**THE REQUEST**
Reproduce everything from the start of the items down to the line containing "<point>483,723</point>", including the request text. Scale each point coordinate by 0.75, round to whole numbers with halves rounding up, and leave the pictures out.

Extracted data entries
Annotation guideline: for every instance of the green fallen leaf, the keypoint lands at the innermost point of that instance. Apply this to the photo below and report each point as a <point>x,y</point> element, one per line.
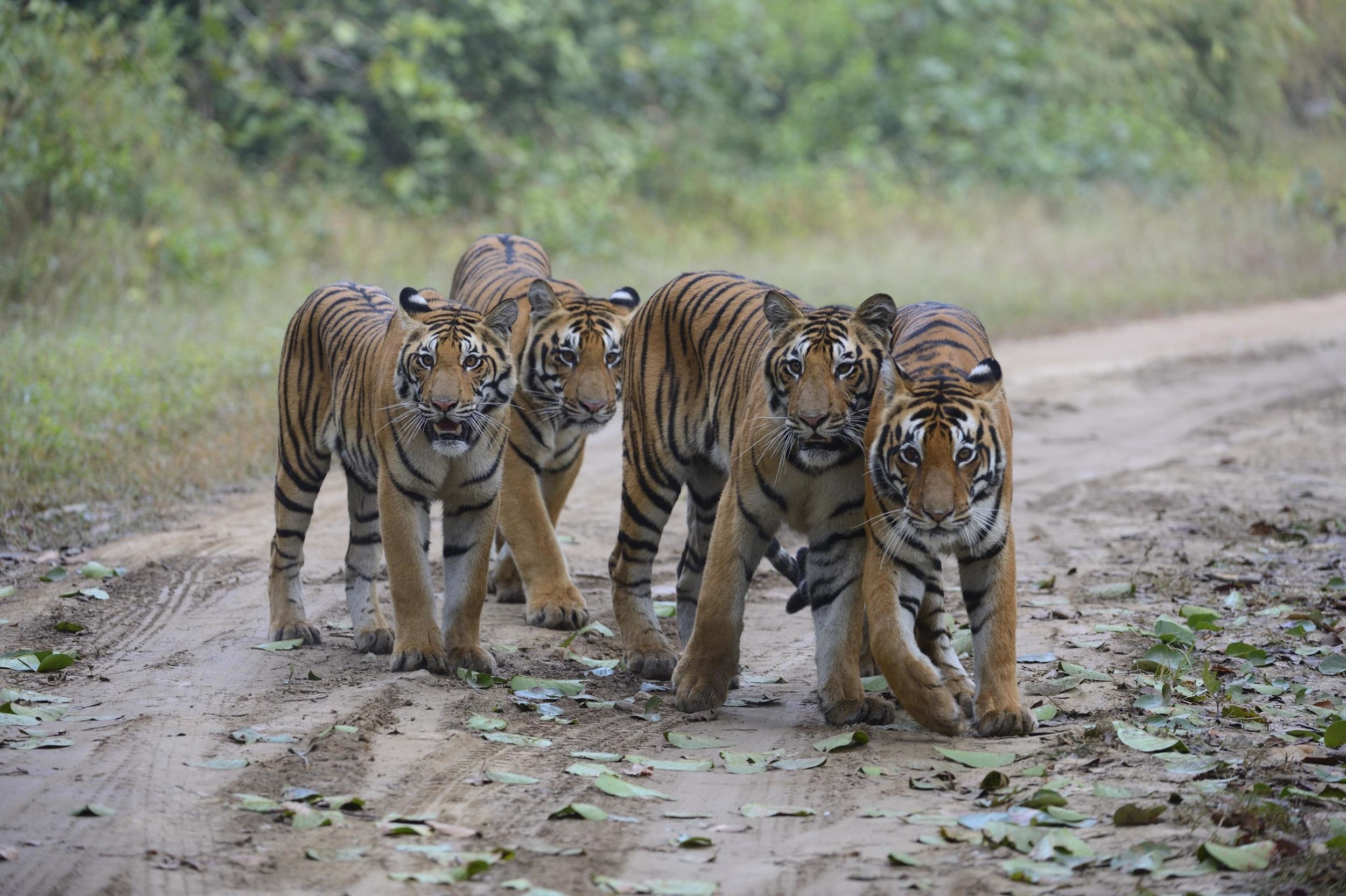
<point>655,887</point>
<point>483,723</point>
<point>692,741</point>
<point>842,741</point>
<point>477,680</point>
<point>219,763</point>
<point>567,687</point>
<point>1112,792</point>
<point>671,765</point>
<point>1032,872</point>
<point>1251,857</point>
<point>587,770</point>
<point>691,841</point>
<point>798,765</point>
<point>281,645</point>
<point>1162,657</point>
<point>517,740</point>
<point>93,570</point>
<point>508,778</point>
<point>1043,798</point>
<point>580,810</point>
<point>335,855</point>
<point>1088,674</point>
<point>976,759</point>
<point>1336,735</point>
<point>763,810</point>
<point>1134,816</point>
<point>93,810</point>
<point>614,786</point>
<point>1143,740</point>
<point>451,875</point>
<point>594,626</point>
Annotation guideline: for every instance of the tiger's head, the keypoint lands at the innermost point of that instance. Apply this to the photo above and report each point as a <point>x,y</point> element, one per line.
<point>820,374</point>
<point>571,366</point>
<point>938,458</point>
<point>455,376</point>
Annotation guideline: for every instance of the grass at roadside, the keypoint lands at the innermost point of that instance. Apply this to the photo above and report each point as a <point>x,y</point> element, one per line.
<point>115,398</point>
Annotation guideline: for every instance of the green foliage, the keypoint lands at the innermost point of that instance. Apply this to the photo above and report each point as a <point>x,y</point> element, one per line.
<point>551,111</point>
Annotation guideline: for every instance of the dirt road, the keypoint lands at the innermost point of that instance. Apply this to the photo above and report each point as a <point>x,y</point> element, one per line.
<point>1145,455</point>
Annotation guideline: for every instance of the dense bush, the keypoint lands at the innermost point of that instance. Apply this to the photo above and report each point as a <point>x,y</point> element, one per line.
<point>551,114</point>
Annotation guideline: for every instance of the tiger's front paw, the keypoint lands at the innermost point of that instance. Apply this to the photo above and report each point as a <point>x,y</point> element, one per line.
<point>699,685</point>
<point>375,641</point>
<point>505,582</point>
<point>424,652</point>
<point>963,692</point>
<point>850,712</point>
<point>473,657</point>
<point>655,662</point>
<point>292,630</point>
<point>1005,720</point>
<point>559,608</point>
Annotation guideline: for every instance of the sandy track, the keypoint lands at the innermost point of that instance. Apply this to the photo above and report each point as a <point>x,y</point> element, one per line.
<point>1134,444</point>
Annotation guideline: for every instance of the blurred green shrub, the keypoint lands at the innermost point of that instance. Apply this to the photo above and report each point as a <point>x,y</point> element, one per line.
<point>550,115</point>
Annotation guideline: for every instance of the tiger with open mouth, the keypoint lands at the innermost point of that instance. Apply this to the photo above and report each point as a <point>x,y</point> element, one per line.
<point>412,397</point>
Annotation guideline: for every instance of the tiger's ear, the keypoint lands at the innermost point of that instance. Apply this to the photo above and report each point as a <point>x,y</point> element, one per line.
<point>984,380</point>
<point>878,312</point>
<point>625,298</point>
<point>542,299</point>
<point>895,380</point>
<point>411,306</point>
<point>781,311</point>
<point>501,318</point>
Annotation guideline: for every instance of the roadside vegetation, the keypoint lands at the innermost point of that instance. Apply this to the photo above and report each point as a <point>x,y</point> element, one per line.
<point>174,179</point>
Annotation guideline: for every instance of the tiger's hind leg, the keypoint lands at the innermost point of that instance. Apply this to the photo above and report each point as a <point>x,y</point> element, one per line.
<point>299,474</point>
<point>505,582</point>
<point>704,485</point>
<point>648,497</point>
<point>364,557</point>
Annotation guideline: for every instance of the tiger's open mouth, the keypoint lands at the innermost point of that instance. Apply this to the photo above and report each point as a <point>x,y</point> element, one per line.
<point>447,431</point>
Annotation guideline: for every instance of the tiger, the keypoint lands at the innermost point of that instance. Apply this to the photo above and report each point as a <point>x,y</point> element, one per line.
<point>567,347</point>
<point>412,398</point>
<point>757,404</point>
<point>938,482</point>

**EXPECTED ANSWER**
Annotation guideline: for every instance of the green fallen leaf, the keypoint lands at the innermost point of that instance. Apply this to the photo below and report each point as a <point>x,y</point> element, one per line.
<point>491,665</point>
<point>362,542</point>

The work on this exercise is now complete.